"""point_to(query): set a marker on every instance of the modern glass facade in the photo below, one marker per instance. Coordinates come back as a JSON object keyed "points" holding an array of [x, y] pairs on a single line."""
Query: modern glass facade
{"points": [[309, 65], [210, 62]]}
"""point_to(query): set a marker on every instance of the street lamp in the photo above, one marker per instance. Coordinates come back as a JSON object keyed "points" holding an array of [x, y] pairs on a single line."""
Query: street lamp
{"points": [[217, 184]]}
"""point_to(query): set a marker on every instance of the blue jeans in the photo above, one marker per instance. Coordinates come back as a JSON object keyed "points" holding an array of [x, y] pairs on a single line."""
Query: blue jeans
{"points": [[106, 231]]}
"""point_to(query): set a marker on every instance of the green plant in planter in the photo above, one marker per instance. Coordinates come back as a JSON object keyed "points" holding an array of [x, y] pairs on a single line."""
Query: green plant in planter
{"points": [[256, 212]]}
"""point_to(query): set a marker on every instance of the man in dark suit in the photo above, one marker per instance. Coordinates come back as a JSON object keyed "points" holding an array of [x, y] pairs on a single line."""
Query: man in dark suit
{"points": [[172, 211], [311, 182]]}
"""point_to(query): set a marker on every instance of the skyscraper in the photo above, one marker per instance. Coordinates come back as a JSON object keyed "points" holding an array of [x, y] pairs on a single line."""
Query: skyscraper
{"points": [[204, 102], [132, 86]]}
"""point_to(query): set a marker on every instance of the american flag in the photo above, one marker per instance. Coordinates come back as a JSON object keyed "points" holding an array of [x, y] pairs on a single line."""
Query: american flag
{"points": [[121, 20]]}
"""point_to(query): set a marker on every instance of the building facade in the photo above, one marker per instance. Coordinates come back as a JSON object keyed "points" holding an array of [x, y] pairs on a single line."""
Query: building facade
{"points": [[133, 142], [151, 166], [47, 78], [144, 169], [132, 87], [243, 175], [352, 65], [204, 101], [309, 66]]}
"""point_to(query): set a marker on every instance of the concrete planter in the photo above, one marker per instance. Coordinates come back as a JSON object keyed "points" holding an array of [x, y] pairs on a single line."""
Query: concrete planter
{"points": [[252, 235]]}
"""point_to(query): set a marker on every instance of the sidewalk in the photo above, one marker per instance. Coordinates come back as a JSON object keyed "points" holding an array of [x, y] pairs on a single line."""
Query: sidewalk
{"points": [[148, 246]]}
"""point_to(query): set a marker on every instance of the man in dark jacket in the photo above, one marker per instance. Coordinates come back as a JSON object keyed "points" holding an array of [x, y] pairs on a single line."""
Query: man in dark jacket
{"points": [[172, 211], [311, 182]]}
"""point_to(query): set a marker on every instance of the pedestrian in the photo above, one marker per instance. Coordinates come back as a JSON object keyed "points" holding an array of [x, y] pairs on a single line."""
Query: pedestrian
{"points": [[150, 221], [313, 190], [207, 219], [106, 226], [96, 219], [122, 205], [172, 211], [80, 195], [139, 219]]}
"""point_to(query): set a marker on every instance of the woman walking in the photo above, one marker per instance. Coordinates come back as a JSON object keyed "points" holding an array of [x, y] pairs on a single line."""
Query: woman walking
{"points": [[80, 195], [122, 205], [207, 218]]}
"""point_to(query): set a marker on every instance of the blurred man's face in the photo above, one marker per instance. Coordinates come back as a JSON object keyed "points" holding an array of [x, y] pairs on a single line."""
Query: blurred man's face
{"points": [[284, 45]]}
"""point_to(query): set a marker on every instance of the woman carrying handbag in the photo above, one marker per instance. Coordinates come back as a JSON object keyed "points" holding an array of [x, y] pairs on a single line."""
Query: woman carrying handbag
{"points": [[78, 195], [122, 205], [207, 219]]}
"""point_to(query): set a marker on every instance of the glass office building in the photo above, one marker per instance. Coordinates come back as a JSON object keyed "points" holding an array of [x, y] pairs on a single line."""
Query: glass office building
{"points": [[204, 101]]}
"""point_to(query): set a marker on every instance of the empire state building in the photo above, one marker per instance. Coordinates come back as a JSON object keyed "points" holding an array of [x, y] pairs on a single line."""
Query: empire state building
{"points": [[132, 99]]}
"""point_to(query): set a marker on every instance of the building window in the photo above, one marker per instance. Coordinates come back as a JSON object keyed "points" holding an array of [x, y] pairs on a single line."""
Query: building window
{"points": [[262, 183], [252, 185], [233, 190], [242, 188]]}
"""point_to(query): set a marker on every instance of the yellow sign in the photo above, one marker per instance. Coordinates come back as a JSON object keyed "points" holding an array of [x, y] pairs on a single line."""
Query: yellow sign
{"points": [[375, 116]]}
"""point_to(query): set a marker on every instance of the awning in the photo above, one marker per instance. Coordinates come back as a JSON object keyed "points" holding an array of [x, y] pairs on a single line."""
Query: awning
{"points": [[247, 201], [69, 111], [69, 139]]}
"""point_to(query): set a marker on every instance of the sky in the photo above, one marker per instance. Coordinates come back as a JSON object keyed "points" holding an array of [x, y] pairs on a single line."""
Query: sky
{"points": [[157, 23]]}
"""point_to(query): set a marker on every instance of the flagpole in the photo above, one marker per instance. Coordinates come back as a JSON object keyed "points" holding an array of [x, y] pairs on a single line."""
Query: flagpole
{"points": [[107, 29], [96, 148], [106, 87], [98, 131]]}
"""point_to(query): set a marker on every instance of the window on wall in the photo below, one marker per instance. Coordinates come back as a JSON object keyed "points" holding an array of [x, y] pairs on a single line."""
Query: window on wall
◇ ◇ ◇
• [Work to be completed]: What you return must be the entries, given again word for word.

• [Exercise solution]:
"""point_to(query): set a marker on every instance of the modern glass facade in the photo below, one marker per instance. Coordinates come back as a JSON object keyed "points" holding an array of [x, y] pairs on a single line."""
Query: modern glass facade
{"points": [[309, 65], [210, 62]]}
"""point_to(query): set a marker on every instance of the street lamp in the photo above, one marker per instance. Coordinates come back as a JSON object keyed "points" holding an array of [x, y] pairs on a single line."""
Query: street lamp
{"points": [[217, 184]]}
"""point_to(query): set a marker on every instance of the blue jeans in the photo above, one marker per instance. Coordinates come back as a JSON object keyed "points" holding an array of [x, y] pairs on a single line."""
Query: blue jeans
{"points": [[106, 231]]}
"""point_to(query): set a marker on every instance of the green plant in planter in the photo above, one marker per instance. Coordinates come back as a JSON object keyed "points" holding an array of [x, y] pairs on a single line."""
Query: green plant in planter
{"points": [[256, 212]]}
"""point_to(query): set a marker on every instance of the man in dark suit in the photo above, one marker per instance. Coordinates come back as a JSON object keyed "points" holding an array of [x, y] pairs on a single line."""
Query: man in dark suit
{"points": [[172, 211], [311, 182]]}
"""point_to(query): set a marker on every instance of the skyscraper in the photo above, one marker per instance. Coordinates come back as a JSON object keyed "points" holding an array of [x, y] pairs on a single line."""
Query: skyscraper
{"points": [[204, 102], [132, 86]]}
"""point_to(query): set a marker on every instance of the american flag in the photo above, one marker per instance. Coordinates come back as a JSON object keyed "points" holding an array of [x, y] pairs on a single line."""
Query: american flag
{"points": [[121, 20]]}
"""point_to(query): set a marker on every instance of the building facade in the photo above, one marker per instance. Coordinates come back as a JSON object keyed "points" holding an array of [x, y] pairs on a single line."""
Query: building facade
{"points": [[133, 142], [151, 166], [47, 78], [144, 169], [132, 87], [243, 175], [352, 65], [204, 101], [309, 66]]}
"""point_to(query): set a marker on every instance of the concrete planter in the photo above, one marker per instance. Coordinates come back as a JSON object keyed "points" holding an array of [x, y] pairs on a single line."""
Query: concrete planter
{"points": [[252, 235]]}
"""point_to(query): set a marker on every instance of the sidewalk in the photo above, one marker per instance. Coordinates come back as a JSON object keyed "points" holding an array of [x, y] pairs on a single line."""
Query: sidewalk
{"points": [[148, 246]]}
"""point_to(query): set a marker on every instance of the man in dark jacket in the photo above, one marker per instance. Coordinates come back as a JSON object keyed "points" holding an array of [x, y] pairs on a single line."""
Query: man in dark jacket
{"points": [[172, 211], [311, 182]]}
"""point_to(query): set a marker on every instance of the pedestrian in the photo above, one marker per instance. Coordinates come back as a JSON object keyed "points" holding an array of [x, y] pairs on a single line."""
Query: pedestrian
{"points": [[150, 221], [313, 190], [207, 219], [106, 226], [96, 219], [122, 205], [172, 211], [80, 195], [139, 219]]}
"""point_to(query): set a marker on every instance of the woman walking in the photo above, one marker per instance. Coordinates come back as a JSON object keyed "points" holding an array of [x, y] pairs on a single line."""
Query: woman walking
{"points": [[80, 195], [122, 205], [207, 218]]}
"""point_to(query): set a marker on every instance of the blurred man's face in the photo above, one marker per instance. Coordinates come back as a JSON object keyed "points" holding an array of [x, y] pairs on a single line."""
Query: blurred man's face
{"points": [[284, 45]]}
"""point_to(query): set a marker on every instance of the woman carrying handbag in the photo above, one marker per instance. Coordinates come back as a JSON object keyed "points" holding an array of [x, y] pairs on a single line."""
Query: woman carrying handbag
{"points": [[78, 195], [122, 205], [207, 219]]}
"""point_to(query): set a marker on every instance of the glass office building in the photo above, one marker per instance. Coordinates come back as a JSON object keyed "points" holding an array of [x, y] pairs on a single line."""
Query: glass office building
{"points": [[204, 101]]}
"""point_to(query): set a marker on every instance of the empire state building in the photo above, one marker per instance. Coordinates come back as a JSON object keyed "points" holding an array of [x, y] pairs on a single line."""
Query: empire state building
{"points": [[132, 99]]}
"""point_to(query): set a marker on every instance of the building window in the photo above, one marker per instance. Coordinates come back as a JSON object keyed "points" holding an array of [x, y] pairs on a single line."""
Query: building window
{"points": [[262, 183], [252, 185], [233, 190], [242, 188]]}
"""point_to(query): set a marker on every instance of the yellow sign in the photo above, one marker per instance. Coordinates come back as a JSON object keyed "points" holding an array of [x, y] pairs on a single line."""
Query: yellow sign
{"points": [[375, 116]]}
"""point_to(query): set a marker on every instance of the awning in the photo above, one marker per instance. Coordinates come back as a JSON object keyed "points" holding an array of [x, y] pairs on a single line."""
Query: awning
{"points": [[247, 201], [69, 111], [69, 139]]}
"""point_to(query): set a marker on every instance of the sky in the photo above, one marker per instance. Coordinates come back as a JSON object keyed "points" holding an array of [x, y] pairs on a single line."""
Query: sky
{"points": [[157, 23]]}
"""point_to(query): set a marker on every instance of the flagpole in the photo above, one marker per instance. Coordinates come back as a JSON object keyed "points" holding an array of [x, y] pairs on a single line."""
Query: flagpole
{"points": [[107, 29], [96, 148], [106, 87], [98, 131]]}
"""point_to(query): set a marker on every instance of the window on wall in the photo below, one marker per instance. Coordinates come back as a JSON object keyed "points" holding an array of [x, y] pairs on a single line."""
Query: window on wall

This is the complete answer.